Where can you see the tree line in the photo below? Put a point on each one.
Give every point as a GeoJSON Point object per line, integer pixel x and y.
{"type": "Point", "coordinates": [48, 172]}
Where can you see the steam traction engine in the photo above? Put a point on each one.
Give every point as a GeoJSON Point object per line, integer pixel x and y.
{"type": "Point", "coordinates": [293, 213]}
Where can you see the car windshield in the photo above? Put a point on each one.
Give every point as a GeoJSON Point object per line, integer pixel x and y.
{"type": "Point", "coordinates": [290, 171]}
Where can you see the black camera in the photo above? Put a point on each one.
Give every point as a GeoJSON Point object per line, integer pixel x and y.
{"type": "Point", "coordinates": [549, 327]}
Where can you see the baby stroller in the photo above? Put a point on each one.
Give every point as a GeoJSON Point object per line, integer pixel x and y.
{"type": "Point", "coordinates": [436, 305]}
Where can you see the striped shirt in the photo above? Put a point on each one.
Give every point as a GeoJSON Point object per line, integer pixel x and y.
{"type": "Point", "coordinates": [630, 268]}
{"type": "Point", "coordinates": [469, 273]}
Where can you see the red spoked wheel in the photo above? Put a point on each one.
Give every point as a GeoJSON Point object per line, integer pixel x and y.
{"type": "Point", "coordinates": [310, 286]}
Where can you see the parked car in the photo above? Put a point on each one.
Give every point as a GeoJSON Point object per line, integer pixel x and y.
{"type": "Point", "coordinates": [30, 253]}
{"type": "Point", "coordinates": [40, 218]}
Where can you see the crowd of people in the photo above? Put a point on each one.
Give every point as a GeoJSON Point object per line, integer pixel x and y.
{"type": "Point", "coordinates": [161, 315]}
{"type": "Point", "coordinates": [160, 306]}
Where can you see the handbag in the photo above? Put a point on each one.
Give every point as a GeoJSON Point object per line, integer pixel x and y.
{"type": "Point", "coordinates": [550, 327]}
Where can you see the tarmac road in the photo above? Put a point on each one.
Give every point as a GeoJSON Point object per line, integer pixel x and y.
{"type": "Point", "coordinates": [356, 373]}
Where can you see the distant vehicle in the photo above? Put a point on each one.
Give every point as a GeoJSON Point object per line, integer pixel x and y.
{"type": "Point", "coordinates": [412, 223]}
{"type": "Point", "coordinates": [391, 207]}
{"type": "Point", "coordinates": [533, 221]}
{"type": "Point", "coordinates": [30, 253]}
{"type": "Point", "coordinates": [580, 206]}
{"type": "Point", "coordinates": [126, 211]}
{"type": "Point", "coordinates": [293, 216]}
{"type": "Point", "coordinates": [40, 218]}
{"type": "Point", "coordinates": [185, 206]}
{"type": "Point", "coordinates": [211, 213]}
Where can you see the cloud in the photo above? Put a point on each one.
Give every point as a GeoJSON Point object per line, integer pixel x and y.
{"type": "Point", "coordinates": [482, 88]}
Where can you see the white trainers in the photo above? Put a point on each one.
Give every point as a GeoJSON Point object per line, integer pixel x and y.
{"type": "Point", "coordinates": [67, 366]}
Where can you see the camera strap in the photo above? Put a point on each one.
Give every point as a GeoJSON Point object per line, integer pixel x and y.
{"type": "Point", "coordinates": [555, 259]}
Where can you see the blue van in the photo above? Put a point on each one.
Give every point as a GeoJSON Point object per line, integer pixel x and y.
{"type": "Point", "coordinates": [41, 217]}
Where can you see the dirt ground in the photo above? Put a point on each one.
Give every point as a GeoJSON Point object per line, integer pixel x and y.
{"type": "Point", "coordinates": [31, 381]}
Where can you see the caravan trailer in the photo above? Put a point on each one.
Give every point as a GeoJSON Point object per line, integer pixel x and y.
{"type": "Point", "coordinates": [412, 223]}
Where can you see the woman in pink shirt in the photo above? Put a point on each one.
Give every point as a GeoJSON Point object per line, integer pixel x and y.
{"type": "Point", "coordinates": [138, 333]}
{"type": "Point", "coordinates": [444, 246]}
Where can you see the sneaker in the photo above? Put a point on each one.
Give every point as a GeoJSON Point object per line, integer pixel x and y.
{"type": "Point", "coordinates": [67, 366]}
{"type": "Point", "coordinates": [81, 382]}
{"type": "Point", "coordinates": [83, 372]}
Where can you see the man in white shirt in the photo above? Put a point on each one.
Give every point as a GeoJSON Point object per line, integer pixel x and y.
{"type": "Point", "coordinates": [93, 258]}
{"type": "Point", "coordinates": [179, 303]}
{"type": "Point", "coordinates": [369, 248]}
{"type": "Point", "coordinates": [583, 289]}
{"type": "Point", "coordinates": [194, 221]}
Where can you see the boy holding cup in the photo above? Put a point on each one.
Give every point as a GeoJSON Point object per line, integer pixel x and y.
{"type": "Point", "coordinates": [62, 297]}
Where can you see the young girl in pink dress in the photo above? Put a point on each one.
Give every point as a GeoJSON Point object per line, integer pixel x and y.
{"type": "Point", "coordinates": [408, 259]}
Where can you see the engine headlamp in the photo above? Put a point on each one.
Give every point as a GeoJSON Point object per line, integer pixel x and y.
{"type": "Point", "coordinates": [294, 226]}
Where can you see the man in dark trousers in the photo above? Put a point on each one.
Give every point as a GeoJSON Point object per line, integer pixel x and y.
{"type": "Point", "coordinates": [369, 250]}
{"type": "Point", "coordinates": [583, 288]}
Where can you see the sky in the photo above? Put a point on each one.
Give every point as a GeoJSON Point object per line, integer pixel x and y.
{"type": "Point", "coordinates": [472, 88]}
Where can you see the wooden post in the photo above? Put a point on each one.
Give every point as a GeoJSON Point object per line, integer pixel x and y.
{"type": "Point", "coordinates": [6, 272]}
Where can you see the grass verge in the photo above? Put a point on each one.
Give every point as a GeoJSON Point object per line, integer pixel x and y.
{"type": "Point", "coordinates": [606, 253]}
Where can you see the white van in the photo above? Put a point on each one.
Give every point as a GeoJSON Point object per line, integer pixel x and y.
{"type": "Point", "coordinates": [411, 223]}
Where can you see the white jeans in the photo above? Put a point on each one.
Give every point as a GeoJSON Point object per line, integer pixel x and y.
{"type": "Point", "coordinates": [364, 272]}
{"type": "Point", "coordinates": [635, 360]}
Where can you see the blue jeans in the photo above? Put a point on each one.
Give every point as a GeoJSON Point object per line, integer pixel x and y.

:::

Written task = Please rewrite the lines above with "Put a point on each one" changed to "Mark each one with a point" wherever it occurs, keeping everything else the same.

Output below =
Where can you see the tree line in the photo below? Mark each one with a point.
Give every point as a GeoJSON Point object per line, integer pixel x and y.
{"type": "Point", "coordinates": [48, 172]}
Where can you see the steam traction engine in the photo above? Mark each one with a point.
Give every point as a GeoJSON Point object per line, integer pixel x and y.
{"type": "Point", "coordinates": [293, 213]}
Where can you see the car windshield in the photo above? Mark each one with a point.
Give every point as a GeoJSON Point object per line, integer pixel x and y.
{"type": "Point", "coordinates": [290, 171]}
Where can you see the black camera in the photo above? Mark each one with a point.
Give every point as a GeoJSON Point object per line, integer pixel x and y.
{"type": "Point", "coordinates": [549, 327]}
Where can you see the baby stroller in the photo above? Mark each one with a point.
Give every point as a GeoJSON Point object per line, integer pixel x and y.
{"type": "Point", "coordinates": [436, 305]}
Where can you see the striped shirt in the photo above? Mark each one with a point.
Give every point as a GeoJSON Point object per line, integer pixel x and y.
{"type": "Point", "coordinates": [630, 268]}
{"type": "Point", "coordinates": [469, 273]}
Where can you see the red spoked wheel in the photo above? Mark each one with a point.
Give every point as a GeoJSON Point object per line, integer pixel x and y.
{"type": "Point", "coordinates": [310, 286]}
Where can you see the parked car in the photo above? Mark each one with a point.
Give every point as a GeoJSON Point object per line, integer pixel x and y.
{"type": "Point", "coordinates": [30, 253]}
{"type": "Point", "coordinates": [40, 218]}
Where can you see the crowd of people in the photo above? Mark each one with a point.
Give every point as a GeoJSON Point object per line, integer pixel x and y.
{"type": "Point", "coordinates": [161, 315]}
{"type": "Point", "coordinates": [160, 306]}
Where can you see the handbag in the photo above? Mark each one with a point.
Give every point as a GeoJSON Point object per line, integer pixel x and y.
{"type": "Point", "coordinates": [550, 327]}
Where can you see the tarmac road in the photo above? Mark each one with a point.
Give every point as a GeoJSON Point object per line, integer pixel x and y.
{"type": "Point", "coordinates": [356, 373]}
Where can you see the distant vehicle in the photo above? Mark each one with a point.
Give every point as a GeoJSON Point object per line, integer pixel x and y.
{"type": "Point", "coordinates": [412, 223]}
{"type": "Point", "coordinates": [391, 207]}
{"type": "Point", "coordinates": [533, 221]}
{"type": "Point", "coordinates": [30, 253]}
{"type": "Point", "coordinates": [580, 206]}
{"type": "Point", "coordinates": [126, 211]}
{"type": "Point", "coordinates": [293, 216]}
{"type": "Point", "coordinates": [40, 218]}
{"type": "Point", "coordinates": [185, 206]}
{"type": "Point", "coordinates": [211, 213]}
Where can you see the cloud in the photo above? Mark each one with a point.
Give every point as a GeoJSON Point object per line, integer pixel x and y.
{"type": "Point", "coordinates": [482, 88]}
Where can you see the white trainers in the photo above? Mark each one with a point.
Give every point as a GeoJSON Point object per line, integer pixel x and y.
{"type": "Point", "coordinates": [67, 366]}
Where can you see the camera strap in the photo above? Mark each one with a point.
Give every point as a GeoJSON Point object per line, integer pixel x and y.
{"type": "Point", "coordinates": [555, 259]}
Where can you see the blue van in the photo above? Mark each one with a point.
Give every point as a GeoJSON Point object per line, integer pixel x and y.
{"type": "Point", "coordinates": [41, 217]}
Where can you see the dirt ground in the photo above? Mark each one with a point.
Give every point as a GeoJSON Point object per line, integer pixel x and y.
{"type": "Point", "coordinates": [31, 381]}
Where can you see the caravan trailer in the photo above? Mark each one with a point.
Give every point as a GeoJSON Point object per line, integer pixel x and y.
{"type": "Point", "coordinates": [412, 223]}
Where can you see the woman in pink shirt in the photo above? Mark each one with a point.
Give every point as a GeoJSON Point object per line, integer pixel x and y.
{"type": "Point", "coordinates": [138, 333]}
{"type": "Point", "coordinates": [444, 246]}
Where can you see the sneaker in the photo above? Mark each one with a point.
Give every point as a GeoJSON Point object per line, integer pixel x and y.
{"type": "Point", "coordinates": [67, 366]}
{"type": "Point", "coordinates": [81, 382]}
{"type": "Point", "coordinates": [83, 372]}
Where can you see the man in white shirt in the photo above? Mark each one with a point.
Give every point as a GeoJSON Point object per line, integer pixel x and y.
{"type": "Point", "coordinates": [93, 258]}
{"type": "Point", "coordinates": [179, 303]}
{"type": "Point", "coordinates": [369, 248]}
{"type": "Point", "coordinates": [583, 289]}
{"type": "Point", "coordinates": [194, 221]}
Where can you see the boy holding cup in the photo above? Mark each one with a point.
Give every point as a GeoJSON Point object per line, integer pixel x and y.
{"type": "Point", "coordinates": [62, 297]}
Where can you see the young girl in pink dress in the photo above? Mark each one with a point.
Give every point as a GeoJSON Point object per line, integer pixel x and y.
{"type": "Point", "coordinates": [408, 259]}
Where can you see the engine headlamp in the photo above? Mark each one with a point.
Give every point as a GeoJSON Point object per line, integer pixel x and y.
{"type": "Point", "coordinates": [294, 226]}
Where can you see the man in dark trousers in the photo above? Mark each one with a point.
Give every point as a GeoJSON Point object per line, integer pixel x and y.
{"type": "Point", "coordinates": [369, 250]}
{"type": "Point", "coordinates": [583, 288]}
Where can you see the sky in the photo above? Mark each one with a point.
Give every point as a GeoJSON Point object per line, integer pixel x and y.
{"type": "Point", "coordinates": [472, 88]}
Where can you see the wooden post in the photo above? Mark each one with a point.
Give every point as a GeoJSON Point object per line, integer pixel x and y.
{"type": "Point", "coordinates": [6, 272]}
Where can you see the grass verge in the photo above? Mark each one with a point.
Give every point as a GeoJSON Point object per line, integer pixel x and y.
{"type": "Point", "coordinates": [606, 253]}
Where can you see the white van in the photo above? Mark each one with a point.
Give every point as a GeoJSON Point object per line, integer pixel x and y.
{"type": "Point", "coordinates": [411, 223]}
Where can you see the white jeans in the photo above? Mark each one with a point.
Give every point as a GeoJSON Point object per line, integer pixel x and y.
{"type": "Point", "coordinates": [364, 272]}
{"type": "Point", "coordinates": [635, 360]}
Where can you see the blue jeans in the photo above? Mark each one with a point.
Give every point as a GeoJSON Point object per line, integer pixel x and y.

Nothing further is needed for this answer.